YOUR INSTRUCTIONS: Recast the entries below, starting with the line containing "Point out every instance of the black dog's front" and going on through the end of the entries, as a two-column CSV headed "prompt" and "points". Give one row per entry, with its text in one quoted field and its answer in the other, and turn any line breaks into spaces.

RECORDS FOR PROCESSING:
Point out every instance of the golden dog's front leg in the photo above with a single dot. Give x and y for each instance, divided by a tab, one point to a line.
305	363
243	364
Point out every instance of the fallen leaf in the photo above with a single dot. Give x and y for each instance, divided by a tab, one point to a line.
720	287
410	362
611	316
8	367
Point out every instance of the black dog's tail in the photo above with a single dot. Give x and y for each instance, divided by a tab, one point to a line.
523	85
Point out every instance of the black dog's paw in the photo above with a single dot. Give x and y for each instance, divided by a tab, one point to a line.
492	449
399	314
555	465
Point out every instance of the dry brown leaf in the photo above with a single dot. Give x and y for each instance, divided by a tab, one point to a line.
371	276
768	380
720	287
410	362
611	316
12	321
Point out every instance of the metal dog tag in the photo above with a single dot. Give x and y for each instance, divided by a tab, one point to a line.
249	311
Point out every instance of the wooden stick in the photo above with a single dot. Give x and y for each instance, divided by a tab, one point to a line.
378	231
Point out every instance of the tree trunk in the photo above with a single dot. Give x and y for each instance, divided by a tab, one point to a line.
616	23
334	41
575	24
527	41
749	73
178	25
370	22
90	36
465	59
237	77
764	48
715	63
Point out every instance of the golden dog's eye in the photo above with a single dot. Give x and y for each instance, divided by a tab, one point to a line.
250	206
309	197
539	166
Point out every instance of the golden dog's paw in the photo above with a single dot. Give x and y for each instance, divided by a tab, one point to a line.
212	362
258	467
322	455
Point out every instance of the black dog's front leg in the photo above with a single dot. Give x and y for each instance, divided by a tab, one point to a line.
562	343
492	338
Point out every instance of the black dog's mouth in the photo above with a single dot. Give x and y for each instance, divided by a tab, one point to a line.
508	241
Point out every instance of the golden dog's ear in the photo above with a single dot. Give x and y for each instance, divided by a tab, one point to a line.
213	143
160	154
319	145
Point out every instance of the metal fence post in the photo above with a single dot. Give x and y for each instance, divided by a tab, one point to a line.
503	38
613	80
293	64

EXPECTED OUTPUT:
prompt,points
"Point out every instance of the black dog's front leg in the photo above with a single dot. Give x and y for each instance, divided by a tab, one point to a line.","562	343 492	338"
"Point out every instance of the black dog's mouth in the photo above with a single dot. Give x and y for each instance, divided by a tab, one point to a line.","508	241"
"Point out every instance of the golden dog's ear in the photo above with a single dot. Give x and y for each instance, divided by a tab, one point to a line.","213	143 160	154 319	145"
"Point out every instance of the metal fence post in the photo above with a single dot. Give x and y for each instance, divided by a tab, one point to a line.","503	38 613	80 293	64"